-- Your assignment --
Set down exactly the lines of the records from the top to the line containing "box: [68, 193, 119, 221]"; include both.

-- Supplied material --
■ ■ ■ ■

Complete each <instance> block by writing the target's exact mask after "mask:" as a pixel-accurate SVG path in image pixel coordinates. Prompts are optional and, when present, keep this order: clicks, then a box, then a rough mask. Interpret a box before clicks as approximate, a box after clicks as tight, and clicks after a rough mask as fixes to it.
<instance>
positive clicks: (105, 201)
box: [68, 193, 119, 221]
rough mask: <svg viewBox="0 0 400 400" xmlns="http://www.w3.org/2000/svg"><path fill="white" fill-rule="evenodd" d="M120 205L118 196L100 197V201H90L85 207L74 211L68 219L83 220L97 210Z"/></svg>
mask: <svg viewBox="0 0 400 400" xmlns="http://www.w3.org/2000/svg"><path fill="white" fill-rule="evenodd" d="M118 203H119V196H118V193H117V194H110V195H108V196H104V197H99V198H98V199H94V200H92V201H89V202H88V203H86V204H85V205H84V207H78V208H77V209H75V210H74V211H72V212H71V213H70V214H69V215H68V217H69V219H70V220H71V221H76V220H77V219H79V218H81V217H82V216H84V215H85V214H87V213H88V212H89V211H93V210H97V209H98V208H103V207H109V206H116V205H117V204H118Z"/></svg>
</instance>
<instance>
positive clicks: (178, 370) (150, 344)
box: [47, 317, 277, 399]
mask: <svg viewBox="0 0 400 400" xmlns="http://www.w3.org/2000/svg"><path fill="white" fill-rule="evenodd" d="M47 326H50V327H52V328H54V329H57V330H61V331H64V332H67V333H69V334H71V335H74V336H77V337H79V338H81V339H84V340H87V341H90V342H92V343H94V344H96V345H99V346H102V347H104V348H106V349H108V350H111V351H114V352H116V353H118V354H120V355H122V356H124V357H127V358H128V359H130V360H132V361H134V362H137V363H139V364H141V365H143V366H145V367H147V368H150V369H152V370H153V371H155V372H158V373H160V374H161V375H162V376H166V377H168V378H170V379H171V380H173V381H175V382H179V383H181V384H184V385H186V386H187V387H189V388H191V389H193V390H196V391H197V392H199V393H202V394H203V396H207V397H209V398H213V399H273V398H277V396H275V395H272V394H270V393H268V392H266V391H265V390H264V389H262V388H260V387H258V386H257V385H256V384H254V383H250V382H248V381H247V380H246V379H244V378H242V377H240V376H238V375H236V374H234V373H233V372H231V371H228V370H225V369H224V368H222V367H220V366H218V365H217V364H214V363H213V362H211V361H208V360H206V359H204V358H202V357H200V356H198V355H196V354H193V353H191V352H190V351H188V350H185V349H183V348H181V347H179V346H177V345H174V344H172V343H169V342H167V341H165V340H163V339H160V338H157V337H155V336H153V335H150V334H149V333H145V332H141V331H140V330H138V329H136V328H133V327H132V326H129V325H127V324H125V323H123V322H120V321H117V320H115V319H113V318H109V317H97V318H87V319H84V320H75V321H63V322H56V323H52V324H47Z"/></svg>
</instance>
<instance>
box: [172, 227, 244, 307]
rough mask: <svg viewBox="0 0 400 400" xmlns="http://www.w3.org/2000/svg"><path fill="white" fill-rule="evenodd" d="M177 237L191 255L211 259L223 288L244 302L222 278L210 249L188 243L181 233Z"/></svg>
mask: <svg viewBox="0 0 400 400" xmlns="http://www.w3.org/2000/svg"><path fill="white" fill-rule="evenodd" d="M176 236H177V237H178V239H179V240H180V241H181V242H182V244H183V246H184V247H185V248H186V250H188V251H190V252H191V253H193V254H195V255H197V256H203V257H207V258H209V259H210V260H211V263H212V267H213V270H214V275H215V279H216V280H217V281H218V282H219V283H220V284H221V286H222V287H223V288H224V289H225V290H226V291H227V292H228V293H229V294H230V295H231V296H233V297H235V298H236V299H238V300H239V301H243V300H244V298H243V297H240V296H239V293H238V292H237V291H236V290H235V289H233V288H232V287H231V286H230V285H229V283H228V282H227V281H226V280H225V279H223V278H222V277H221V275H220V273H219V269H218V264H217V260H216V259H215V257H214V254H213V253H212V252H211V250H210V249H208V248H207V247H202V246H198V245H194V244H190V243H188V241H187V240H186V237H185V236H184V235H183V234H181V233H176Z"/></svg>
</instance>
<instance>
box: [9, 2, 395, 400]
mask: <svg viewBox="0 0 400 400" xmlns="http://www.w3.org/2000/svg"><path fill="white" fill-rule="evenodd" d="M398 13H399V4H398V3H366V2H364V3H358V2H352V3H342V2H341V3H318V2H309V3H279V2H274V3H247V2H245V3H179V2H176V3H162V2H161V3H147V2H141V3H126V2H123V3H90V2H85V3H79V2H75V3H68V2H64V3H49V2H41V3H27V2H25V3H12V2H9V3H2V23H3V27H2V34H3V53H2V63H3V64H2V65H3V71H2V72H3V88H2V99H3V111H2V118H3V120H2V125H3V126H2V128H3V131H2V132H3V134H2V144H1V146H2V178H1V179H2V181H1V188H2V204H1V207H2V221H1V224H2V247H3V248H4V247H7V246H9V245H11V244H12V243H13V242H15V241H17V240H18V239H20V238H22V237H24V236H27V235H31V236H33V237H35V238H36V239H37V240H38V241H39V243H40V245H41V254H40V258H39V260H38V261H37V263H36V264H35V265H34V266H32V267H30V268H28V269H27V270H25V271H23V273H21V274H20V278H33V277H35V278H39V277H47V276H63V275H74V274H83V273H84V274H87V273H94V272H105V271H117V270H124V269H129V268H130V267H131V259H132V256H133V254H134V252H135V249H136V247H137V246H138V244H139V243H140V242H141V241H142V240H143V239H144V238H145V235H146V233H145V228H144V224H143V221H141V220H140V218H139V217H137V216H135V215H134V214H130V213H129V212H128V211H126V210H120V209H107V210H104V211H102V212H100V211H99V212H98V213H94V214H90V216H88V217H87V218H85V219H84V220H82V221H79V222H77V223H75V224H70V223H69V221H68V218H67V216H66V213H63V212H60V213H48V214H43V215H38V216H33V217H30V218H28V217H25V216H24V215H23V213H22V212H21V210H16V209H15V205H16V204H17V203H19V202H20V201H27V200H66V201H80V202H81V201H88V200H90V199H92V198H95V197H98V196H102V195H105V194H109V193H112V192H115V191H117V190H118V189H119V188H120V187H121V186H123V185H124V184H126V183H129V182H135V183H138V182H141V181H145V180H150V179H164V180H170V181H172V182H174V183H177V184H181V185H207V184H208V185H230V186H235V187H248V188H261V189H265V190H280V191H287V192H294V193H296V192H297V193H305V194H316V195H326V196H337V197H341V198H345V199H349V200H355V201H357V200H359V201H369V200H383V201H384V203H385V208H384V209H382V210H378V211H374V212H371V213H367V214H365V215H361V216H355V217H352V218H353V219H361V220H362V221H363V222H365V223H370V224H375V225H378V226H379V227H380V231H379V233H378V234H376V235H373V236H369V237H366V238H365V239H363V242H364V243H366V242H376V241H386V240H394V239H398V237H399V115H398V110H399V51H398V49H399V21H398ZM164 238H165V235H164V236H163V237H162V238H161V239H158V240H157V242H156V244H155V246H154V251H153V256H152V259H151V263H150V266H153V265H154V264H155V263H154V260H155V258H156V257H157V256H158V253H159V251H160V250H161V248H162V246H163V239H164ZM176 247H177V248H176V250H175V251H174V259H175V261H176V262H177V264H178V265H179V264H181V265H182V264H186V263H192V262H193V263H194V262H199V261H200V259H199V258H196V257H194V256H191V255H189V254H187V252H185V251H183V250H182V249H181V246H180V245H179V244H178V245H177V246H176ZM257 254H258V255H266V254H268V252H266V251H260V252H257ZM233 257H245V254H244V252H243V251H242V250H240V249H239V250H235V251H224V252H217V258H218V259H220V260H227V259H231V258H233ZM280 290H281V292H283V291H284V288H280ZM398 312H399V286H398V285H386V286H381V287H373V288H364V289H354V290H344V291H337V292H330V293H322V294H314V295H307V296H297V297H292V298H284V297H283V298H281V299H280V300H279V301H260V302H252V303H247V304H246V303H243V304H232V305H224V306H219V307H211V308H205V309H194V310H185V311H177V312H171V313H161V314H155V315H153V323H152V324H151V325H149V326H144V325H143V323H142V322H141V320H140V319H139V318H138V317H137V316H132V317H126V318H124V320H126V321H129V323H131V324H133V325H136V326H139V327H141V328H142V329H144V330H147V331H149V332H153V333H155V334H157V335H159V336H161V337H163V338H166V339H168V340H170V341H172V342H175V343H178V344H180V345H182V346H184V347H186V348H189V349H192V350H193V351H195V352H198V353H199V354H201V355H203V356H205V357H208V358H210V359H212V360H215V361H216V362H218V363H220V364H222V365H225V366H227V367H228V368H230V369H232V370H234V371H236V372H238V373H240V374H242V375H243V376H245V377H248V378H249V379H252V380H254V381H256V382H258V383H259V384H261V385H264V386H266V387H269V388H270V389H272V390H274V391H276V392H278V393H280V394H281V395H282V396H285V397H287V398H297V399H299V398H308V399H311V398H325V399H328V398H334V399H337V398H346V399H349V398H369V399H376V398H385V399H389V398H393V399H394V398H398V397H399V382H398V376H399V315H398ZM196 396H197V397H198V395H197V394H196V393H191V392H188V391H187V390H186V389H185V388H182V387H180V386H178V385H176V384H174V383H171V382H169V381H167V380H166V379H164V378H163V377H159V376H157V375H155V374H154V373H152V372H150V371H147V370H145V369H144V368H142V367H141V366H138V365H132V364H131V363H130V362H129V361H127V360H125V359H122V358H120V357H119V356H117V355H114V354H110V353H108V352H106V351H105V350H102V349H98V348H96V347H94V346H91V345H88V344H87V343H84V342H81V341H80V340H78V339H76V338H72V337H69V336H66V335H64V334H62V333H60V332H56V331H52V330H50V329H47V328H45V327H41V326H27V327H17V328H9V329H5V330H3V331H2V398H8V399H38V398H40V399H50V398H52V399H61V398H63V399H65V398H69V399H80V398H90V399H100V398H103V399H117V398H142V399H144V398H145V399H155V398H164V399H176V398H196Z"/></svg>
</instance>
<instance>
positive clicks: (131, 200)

■ ■ ■ ■

-- Exercise answer --
Complete each <instance> block by writing the target's exact mask after "mask:" as a pixel-accurate SVG path in image pixel coordinates. Prompts are optional and, when present, keep this order: clicks, then a box, then a rough mask. Interpret a box before clicks as approximate, a box after clicks as tight, and clicks after a rough mask as fixes to it.
<instance>
positive clicks: (105, 201)
box: [68, 193, 119, 221]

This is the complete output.